**WORK REQUEST:**
The required output is the lines from the one with "Target: car headlight" through the end of the data, repeated verbatim, with no pictures included.

**Data records:**
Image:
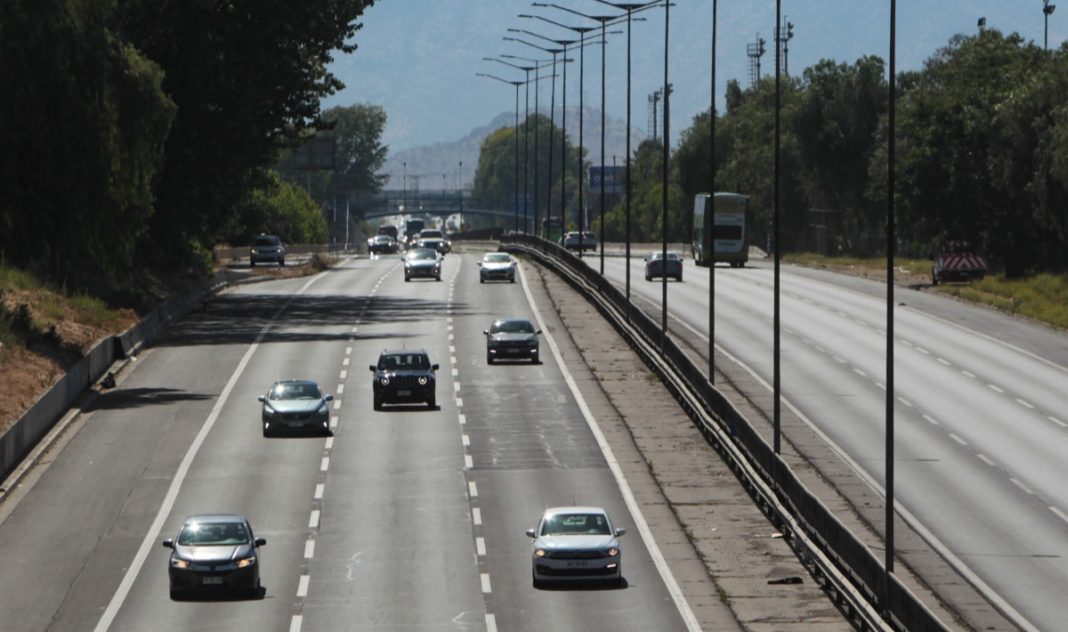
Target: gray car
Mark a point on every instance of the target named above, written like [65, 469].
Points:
[422, 263]
[295, 405]
[576, 543]
[512, 338]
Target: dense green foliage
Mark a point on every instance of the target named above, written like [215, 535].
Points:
[982, 136]
[139, 130]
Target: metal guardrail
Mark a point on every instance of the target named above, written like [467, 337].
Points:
[848, 571]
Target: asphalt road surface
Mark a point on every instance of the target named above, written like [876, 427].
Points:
[404, 519]
[980, 410]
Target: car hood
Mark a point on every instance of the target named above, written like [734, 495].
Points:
[512, 337]
[217, 554]
[295, 405]
[576, 542]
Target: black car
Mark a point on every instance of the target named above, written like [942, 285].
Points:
[295, 404]
[405, 376]
[512, 338]
[215, 551]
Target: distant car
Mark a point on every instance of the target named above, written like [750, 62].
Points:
[404, 376]
[512, 338]
[381, 245]
[656, 266]
[422, 263]
[497, 266]
[571, 240]
[267, 248]
[295, 405]
[215, 551]
[576, 543]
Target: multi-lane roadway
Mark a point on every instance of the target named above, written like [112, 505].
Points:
[404, 519]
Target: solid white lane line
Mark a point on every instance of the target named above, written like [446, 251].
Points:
[1020, 484]
[628, 495]
[148, 542]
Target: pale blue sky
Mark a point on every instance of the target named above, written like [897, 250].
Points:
[419, 58]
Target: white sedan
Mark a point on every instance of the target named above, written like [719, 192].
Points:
[576, 543]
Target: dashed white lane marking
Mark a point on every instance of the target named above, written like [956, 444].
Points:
[1020, 484]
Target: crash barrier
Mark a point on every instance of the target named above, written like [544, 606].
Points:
[852, 561]
[35, 423]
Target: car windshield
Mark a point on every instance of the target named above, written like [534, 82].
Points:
[404, 362]
[512, 327]
[213, 534]
[295, 391]
[576, 524]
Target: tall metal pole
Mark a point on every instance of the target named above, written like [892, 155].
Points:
[663, 210]
[891, 239]
[711, 190]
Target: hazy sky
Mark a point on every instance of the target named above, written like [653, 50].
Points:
[419, 58]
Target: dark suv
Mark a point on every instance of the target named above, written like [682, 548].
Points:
[405, 376]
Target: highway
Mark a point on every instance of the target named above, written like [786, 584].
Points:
[405, 519]
[980, 410]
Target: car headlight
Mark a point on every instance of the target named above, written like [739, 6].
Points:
[247, 562]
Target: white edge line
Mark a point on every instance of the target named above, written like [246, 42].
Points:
[172, 493]
[628, 496]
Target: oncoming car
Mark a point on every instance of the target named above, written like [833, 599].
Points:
[576, 543]
[497, 266]
[404, 376]
[422, 263]
[512, 338]
[295, 404]
[215, 551]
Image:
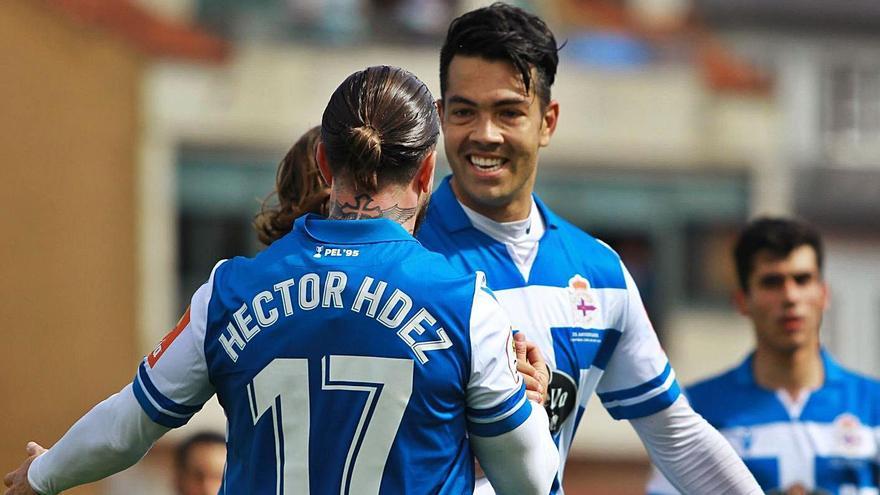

**ANSWER TO THIS TASK:**
Target: car headlight
Mark a point on every instance of the target named above, written like [739, 6].
Points:
[247, 562]
Target: white edge line
Mark a point on every instance of the target named above, written like [246, 42].
Points:
[172, 493]
[628, 496]
Target: oncoming car
Mark a point on every instance of the target named above, written like [833, 599].
Points:
[576, 543]
[497, 266]
[404, 376]
[422, 263]
[512, 338]
[295, 404]
[215, 551]
Image:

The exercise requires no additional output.